In the records below, some lines contain the word "thickest". Copy each of them.

> **DATA TO USE**
'''

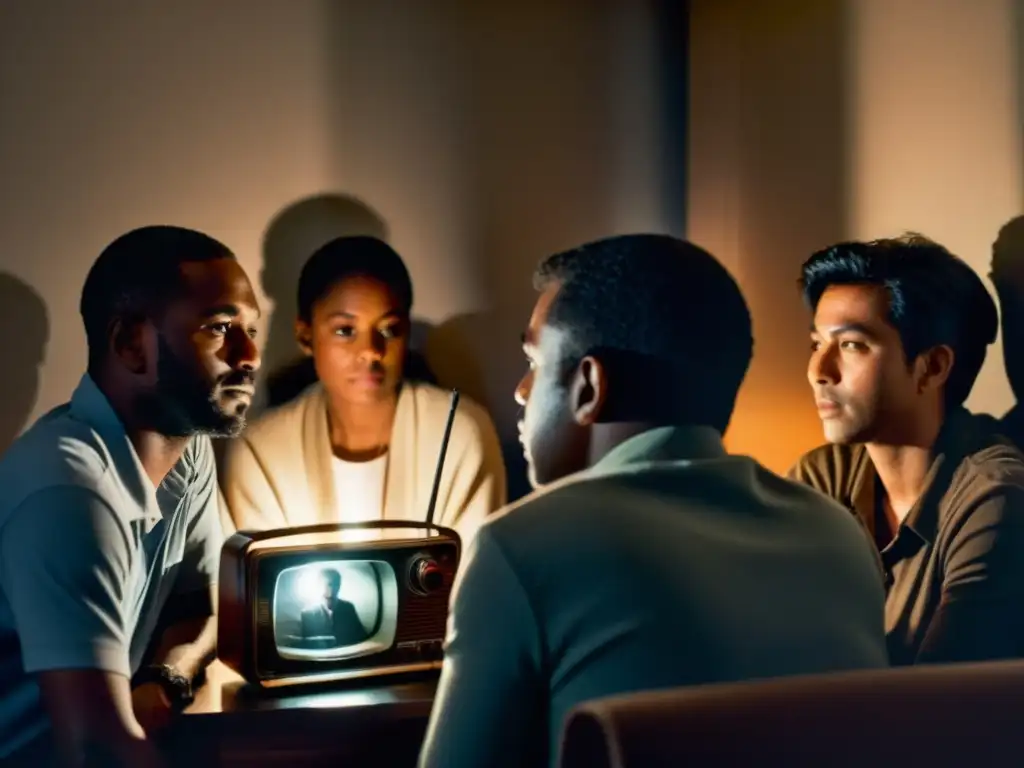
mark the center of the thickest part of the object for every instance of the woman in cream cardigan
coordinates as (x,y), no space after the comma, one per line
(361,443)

'''
'''

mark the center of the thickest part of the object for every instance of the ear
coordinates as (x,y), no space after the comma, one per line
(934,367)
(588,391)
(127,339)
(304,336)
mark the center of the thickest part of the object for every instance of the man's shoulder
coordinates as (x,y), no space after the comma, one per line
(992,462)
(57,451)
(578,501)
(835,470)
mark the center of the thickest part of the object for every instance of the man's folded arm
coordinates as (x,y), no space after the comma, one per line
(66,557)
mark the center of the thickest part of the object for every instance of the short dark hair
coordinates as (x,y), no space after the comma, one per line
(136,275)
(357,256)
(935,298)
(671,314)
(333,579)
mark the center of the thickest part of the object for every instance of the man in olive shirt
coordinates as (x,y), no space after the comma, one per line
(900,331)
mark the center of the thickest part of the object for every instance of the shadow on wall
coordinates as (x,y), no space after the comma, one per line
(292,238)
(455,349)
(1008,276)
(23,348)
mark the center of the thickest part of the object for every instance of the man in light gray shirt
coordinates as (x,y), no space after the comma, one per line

'''
'''

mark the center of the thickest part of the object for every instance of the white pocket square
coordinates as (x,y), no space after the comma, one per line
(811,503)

'''

> **RESPONSE AREA**
mark the center of the thickest part of the object for every instance of the woman in cream cardigan
mark the center of the thickest part of the object for every instance of the ear
mark the center of the thickest part of the object for every instance of the man's shoulder
mark the center of the thickest part of the object for every instance of the man's folded arm
mark the center of the thickest part of the object for every instance of the short dark hair
mark the center of the thickest part of the object for every instance of the man in olive shirt
mark the center of the thickest part of the object for every instance of the shadow on wall
mark the center of the thickest part of the object for every instance of the man in light gray shirt
mark the center of the thickest part of the object for every instance of the white pocket square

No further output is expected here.